Can the data below be echoed back word for word?

--------

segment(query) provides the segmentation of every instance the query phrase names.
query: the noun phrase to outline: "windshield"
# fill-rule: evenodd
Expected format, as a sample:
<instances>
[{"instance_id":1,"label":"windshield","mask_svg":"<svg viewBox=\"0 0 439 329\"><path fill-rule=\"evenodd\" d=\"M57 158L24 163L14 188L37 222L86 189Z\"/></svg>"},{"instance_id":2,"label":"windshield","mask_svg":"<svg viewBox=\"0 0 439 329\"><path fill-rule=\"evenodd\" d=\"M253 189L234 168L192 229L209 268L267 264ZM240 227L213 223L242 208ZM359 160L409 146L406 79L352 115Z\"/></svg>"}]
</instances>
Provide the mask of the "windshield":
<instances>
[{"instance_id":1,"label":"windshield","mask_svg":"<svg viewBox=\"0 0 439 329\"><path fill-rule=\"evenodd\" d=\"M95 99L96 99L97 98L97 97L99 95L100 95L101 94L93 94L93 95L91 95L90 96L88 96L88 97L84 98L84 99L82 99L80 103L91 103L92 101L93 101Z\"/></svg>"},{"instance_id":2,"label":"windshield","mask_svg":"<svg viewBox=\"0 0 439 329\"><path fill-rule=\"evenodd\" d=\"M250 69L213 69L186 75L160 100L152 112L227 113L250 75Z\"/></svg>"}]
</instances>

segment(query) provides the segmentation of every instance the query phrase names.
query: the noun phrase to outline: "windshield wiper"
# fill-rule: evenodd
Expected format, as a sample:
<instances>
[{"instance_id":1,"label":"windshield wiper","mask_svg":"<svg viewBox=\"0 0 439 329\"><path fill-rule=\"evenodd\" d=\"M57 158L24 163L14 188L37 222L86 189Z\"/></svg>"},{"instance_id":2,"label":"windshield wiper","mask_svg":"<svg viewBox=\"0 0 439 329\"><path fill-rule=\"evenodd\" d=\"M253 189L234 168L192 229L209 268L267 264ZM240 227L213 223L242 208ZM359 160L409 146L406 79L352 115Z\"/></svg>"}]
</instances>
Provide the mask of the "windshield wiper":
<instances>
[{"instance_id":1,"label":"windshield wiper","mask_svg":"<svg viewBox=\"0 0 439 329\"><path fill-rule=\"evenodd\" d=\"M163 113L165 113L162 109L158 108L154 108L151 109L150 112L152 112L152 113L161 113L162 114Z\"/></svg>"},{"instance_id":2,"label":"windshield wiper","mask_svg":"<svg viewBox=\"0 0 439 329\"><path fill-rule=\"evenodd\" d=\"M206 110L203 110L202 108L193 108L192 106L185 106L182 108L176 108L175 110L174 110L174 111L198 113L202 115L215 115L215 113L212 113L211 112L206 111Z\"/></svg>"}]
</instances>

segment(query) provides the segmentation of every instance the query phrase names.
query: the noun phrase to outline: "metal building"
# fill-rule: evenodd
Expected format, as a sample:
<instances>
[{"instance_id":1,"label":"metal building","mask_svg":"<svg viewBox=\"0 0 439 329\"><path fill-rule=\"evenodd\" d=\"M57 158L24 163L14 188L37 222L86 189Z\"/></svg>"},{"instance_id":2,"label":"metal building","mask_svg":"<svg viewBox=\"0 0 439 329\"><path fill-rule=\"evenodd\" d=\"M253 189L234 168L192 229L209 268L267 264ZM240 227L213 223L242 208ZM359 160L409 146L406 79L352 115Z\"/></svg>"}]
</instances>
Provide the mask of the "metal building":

--------

= SOLVED PROBLEM =
segment(query) provides the segmentation of every instance the query phrase names.
query: the noun phrase to outline: "windshield"
# fill-rule: evenodd
Expected format, as a sample:
<instances>
[{"instance_id":1,"label":"windshield","mask_svg":"<svg viewBox=\"0 0 439 329\"><path fill-rule=\"evenodd\" d=\"M57 158L24 163L14 188L37 222L86 189Z\"/></svg>"},{"instance_id":2,"label":"windshield","mask_svg":"<svg viewBox=\"0 0 439 329\"><path fill-rule=\"evenodd\" d=\"M253 189L234 168L192 229L209 268L267 264ZM240 227L213 223L242 208ZM359 160L409 146L406 79L352 115Z\"/></svg>"}]
</instances>
Provide the mask of the "windshield":
<instances>
[{"instance_id":1,"label":"windshield","mask_svg":"<svg viewBox=\"0 0 439 329\"><path fill-rule=\"evenodd\" d=\"M95 99L96 99L97 98L97 97L99 95L100 95L101 94L93 94L93 95L91 95L90 96L88 96L88 97L84 98L84 99L82 99L80 103L91 103L92 101L93 101Z\"/></svg>"},{"instance_id":2,"label":"windshield","mask_svg":"<svg viewBox=\"0 0 439 329\"><path fill-rule=\"evenodd\" d=\"M250 69L213 69L186 75L160 100L152 112L227 113L250 75Z\"/></svg>"}]
</instances>

segment(query) provides the segmentation of every instance the query phrase names.
query: the noun phrase to outline: "windshield wiper"
# fill-rule: evenodd
Expected format, as a sample:
<instances>
[{"instance_id":1,"label":"windshield wiper","mask_svg":"<svg viewBox=\"0 0 439 329\"><path fill-rule=\"evenodd\" d=\"M57 158L24 163L14 188L37 222L86 189Z\"/></svg>"},{"instance_id":2,"label":"windshield wiper","mask_svg":"<svg viewBox=\"0 0 439 329\"><path fill-rule=\"evenodd\" d=\"M253 189L234 168L192 229L209 268L267 264ZM240 227L213 223L242 208ZM359 160L409 146L406 79L352 115Z\"/></svg>"}]
</instances>
Provide the mask of the "windshield wiper":
<instances>
[{"instance_id":1,"label":"windshield wiper","mask_svg":"<svg viewBox=\"0 0 439 329\"><path fill-rule=\"evenodd\" d=\"M163 113L165 113L162 109L158 108L154 108L151 109L150 112L152 112L152 113L161 113L162 114Z\"/></svg>"},{"instance_id":2,"label":"windshield wiper","mask_svg":"<svg viewBox=\"0 0 439 329\"><path fill-rule=\"evenodd\" d=\"M206 110L203 110L202 108L193 108L192 106L185 106L182 108L176 108L175 110L174 110L174 111L198 113L202 115L215 115L215 113L212 113L211 112L206 111Z\"/></svg>"}]
</instances>

segment(query) provides the segmentation of every instance the query phrase names.
query: the noun phrase to outline: "metal building"
# fill-rule: evenodd
Expected format, as a sample:
<instances>
[{"instance_id":1,"label":"metal building","mask_svg":"<svg viewBox=\"0 0 439 329\"><path fill-rule=\"evenodd\" d=\"M57 158L24 163L14 188L37 222L86 189Z\"/></svg>"},{"instance_id":2,"label":"metal building","mask_svg":"<svg viewBox=\"0 0 439 329\"><path fill-rule=\"evenodd\" d=\"M253 189L234 168L192 229L209 268L267 264ZM240 227L213 223L242 208ZM359 160L409 146L406 79L352 115Z\"/></svg>"}]
</instances>
Provide the mask of the "metal building":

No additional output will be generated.